== Task to carry out ==
Please copy the records word for word, from their first line through the line containing "point(285, 698)", including that line.

== Records ==
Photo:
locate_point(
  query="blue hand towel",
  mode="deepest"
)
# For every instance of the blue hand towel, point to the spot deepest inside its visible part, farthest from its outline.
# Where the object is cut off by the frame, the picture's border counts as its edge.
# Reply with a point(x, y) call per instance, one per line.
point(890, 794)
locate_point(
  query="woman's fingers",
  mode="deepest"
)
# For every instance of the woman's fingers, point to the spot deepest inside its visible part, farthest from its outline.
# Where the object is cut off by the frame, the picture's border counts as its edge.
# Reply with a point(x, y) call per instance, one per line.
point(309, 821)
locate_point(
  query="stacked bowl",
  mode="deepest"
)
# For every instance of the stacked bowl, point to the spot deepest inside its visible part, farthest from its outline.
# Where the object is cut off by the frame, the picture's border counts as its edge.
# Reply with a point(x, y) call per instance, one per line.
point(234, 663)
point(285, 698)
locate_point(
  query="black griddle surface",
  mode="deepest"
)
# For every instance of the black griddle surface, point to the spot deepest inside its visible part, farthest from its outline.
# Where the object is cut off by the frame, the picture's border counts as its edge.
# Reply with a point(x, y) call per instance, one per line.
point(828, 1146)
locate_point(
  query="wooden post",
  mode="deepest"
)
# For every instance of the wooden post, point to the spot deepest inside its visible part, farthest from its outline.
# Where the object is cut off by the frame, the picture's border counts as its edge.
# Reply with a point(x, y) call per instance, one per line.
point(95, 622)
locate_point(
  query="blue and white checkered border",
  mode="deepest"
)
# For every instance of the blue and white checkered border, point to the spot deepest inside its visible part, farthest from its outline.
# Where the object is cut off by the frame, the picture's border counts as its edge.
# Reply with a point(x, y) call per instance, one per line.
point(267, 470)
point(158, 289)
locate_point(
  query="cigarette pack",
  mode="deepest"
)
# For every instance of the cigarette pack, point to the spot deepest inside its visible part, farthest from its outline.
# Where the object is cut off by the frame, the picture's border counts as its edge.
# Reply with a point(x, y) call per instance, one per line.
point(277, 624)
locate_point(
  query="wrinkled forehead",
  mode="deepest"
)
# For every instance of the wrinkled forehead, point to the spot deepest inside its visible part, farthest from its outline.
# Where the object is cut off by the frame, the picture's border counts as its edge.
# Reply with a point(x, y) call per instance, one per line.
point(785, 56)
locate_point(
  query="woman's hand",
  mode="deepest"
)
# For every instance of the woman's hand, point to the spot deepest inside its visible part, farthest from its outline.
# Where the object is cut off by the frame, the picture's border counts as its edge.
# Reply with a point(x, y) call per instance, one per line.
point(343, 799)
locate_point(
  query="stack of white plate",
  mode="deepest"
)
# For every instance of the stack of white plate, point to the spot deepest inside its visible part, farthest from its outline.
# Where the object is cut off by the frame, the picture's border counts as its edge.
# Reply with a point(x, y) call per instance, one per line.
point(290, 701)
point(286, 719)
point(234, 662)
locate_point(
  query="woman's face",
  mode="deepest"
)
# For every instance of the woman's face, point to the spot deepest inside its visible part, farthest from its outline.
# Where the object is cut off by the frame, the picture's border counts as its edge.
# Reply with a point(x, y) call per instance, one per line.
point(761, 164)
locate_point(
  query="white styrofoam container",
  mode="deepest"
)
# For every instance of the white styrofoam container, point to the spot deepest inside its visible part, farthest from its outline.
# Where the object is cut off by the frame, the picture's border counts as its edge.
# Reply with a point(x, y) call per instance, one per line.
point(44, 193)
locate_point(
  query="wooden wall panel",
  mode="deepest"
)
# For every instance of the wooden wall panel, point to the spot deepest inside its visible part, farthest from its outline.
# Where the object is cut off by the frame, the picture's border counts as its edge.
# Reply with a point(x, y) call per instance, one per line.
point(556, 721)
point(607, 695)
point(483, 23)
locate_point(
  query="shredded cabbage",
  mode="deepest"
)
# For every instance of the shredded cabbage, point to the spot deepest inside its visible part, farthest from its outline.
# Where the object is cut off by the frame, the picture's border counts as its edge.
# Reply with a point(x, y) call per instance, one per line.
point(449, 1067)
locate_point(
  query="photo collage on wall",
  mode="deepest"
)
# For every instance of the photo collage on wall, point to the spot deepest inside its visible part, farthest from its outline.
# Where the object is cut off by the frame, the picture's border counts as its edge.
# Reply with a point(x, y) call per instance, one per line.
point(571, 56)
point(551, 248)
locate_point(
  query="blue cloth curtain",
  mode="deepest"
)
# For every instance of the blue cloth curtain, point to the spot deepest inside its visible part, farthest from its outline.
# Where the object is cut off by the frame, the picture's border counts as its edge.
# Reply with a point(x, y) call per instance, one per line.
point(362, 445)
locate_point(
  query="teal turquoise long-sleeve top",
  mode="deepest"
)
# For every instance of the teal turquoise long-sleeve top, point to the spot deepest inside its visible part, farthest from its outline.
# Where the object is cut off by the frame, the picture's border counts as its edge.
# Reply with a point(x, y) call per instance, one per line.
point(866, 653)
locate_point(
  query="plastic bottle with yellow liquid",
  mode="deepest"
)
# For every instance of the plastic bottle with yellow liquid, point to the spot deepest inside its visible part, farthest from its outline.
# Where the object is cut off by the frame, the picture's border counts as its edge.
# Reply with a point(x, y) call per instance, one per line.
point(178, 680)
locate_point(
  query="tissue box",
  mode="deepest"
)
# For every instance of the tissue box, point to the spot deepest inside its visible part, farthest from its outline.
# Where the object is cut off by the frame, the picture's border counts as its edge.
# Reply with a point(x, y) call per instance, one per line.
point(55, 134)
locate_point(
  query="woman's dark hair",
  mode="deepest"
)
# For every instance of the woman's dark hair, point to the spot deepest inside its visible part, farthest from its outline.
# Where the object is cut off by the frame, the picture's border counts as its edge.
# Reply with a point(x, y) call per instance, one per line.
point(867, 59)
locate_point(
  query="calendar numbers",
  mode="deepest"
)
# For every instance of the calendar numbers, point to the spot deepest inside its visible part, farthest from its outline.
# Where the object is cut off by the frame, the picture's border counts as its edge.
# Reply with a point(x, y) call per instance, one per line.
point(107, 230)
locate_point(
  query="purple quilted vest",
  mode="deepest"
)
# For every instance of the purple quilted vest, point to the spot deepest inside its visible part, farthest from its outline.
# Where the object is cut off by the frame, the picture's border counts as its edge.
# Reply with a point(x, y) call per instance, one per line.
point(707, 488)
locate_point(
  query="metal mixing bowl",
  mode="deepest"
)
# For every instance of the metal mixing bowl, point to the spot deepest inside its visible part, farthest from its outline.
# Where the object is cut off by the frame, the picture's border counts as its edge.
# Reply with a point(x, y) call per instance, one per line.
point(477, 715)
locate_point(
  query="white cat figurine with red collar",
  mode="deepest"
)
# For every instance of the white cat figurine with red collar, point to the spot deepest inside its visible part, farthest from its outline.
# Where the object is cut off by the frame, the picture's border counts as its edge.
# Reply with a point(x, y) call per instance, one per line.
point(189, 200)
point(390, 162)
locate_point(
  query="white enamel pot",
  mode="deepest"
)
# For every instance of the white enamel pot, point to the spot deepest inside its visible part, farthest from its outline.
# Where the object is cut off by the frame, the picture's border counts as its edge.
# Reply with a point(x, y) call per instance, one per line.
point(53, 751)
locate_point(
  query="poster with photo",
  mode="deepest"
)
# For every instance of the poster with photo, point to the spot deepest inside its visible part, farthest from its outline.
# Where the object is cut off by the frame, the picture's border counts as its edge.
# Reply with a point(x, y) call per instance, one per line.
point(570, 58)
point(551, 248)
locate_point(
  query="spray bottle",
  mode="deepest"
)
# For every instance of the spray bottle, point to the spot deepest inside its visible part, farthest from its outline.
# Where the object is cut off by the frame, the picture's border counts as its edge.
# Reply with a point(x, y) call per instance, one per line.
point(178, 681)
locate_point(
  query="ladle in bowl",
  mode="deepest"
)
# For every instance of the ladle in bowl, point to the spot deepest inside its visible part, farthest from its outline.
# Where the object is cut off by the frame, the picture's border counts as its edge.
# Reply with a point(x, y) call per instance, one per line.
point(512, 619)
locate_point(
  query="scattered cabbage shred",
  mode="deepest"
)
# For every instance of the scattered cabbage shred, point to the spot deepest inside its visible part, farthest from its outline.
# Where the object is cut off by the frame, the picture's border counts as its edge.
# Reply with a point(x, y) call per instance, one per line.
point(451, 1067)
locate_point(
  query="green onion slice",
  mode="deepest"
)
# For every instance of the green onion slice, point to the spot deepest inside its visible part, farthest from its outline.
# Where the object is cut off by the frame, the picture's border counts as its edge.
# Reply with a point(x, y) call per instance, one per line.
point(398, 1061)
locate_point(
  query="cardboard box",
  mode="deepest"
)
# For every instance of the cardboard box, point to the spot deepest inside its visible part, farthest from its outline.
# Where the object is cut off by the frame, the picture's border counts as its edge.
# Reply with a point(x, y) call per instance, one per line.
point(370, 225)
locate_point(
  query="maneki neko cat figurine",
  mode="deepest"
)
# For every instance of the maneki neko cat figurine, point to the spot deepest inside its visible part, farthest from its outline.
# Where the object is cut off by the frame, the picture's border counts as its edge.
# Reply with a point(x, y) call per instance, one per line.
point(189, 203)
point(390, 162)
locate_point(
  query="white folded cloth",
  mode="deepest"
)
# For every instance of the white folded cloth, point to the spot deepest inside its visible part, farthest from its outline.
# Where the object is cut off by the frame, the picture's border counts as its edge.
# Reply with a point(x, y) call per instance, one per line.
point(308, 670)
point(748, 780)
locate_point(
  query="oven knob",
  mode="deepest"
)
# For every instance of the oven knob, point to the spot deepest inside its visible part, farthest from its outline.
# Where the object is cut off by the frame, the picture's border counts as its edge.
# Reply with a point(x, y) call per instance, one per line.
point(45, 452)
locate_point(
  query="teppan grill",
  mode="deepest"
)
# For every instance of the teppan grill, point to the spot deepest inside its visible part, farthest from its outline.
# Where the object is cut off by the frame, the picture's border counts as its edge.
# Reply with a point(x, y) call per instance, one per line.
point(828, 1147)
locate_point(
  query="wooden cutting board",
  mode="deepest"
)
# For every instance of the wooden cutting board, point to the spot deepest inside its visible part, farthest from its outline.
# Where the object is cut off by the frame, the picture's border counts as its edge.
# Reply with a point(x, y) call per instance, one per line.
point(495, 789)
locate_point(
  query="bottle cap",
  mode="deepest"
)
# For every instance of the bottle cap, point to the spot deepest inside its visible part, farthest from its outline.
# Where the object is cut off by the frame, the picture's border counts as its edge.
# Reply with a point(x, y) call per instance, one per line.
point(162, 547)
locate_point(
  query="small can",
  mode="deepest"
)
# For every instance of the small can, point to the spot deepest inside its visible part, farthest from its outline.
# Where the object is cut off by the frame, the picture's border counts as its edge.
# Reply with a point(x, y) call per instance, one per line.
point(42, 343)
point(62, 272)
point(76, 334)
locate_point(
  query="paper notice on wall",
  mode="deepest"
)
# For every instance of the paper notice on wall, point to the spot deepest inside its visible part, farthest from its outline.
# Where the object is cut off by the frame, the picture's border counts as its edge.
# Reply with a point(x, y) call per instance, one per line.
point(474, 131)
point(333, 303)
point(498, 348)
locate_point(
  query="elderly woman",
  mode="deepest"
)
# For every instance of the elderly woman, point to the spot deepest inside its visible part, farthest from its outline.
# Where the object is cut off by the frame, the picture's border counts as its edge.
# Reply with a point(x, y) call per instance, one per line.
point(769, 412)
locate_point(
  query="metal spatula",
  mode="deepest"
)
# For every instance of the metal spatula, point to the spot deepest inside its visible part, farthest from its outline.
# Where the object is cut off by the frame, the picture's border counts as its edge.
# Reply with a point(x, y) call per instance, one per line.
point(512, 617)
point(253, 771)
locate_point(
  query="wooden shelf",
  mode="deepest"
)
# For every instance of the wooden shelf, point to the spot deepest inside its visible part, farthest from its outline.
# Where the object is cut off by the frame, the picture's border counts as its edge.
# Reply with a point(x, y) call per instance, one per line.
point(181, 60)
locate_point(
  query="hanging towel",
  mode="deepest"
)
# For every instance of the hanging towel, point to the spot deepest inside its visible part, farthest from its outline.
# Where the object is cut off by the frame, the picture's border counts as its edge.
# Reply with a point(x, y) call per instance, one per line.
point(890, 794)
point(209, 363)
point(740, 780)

== Response below ==
Photo:
locate_point(
  query="blue hand towel",
  mode="deepest"
)
# For every instance of the blue hand towel, point to the spot deepest inside its visible part, farthest from its outline.
# Where the object is cut off by the frame, the picture's border counts as its edge.
# Reply with a point(x, y) call per instance, one per line.
point(890, 794)
locate_point(
  query="woman's fingers",
  mode="deepest"
)
# For every instance of the woman's fingers, point to the spot deepest inside its visible part, farthest from its outline.
# Where the object is cut off by the frame, the picture's border counts as its edge.
# Reply with a point(x, y) call per instance, one per line.
point(309, 821)
locate_point(
  query="stacked bowl",
  mode="deepest"
)
# For every instance of the stacked bowl, point to the spot deepest inside its visible part, farthest from its outline.
# Where the object is cut off by the frame, the picture's border counts as its edge.
# Reply with a point(x, y) call per instance, one per line.
point(234, 663)
point(285, 698)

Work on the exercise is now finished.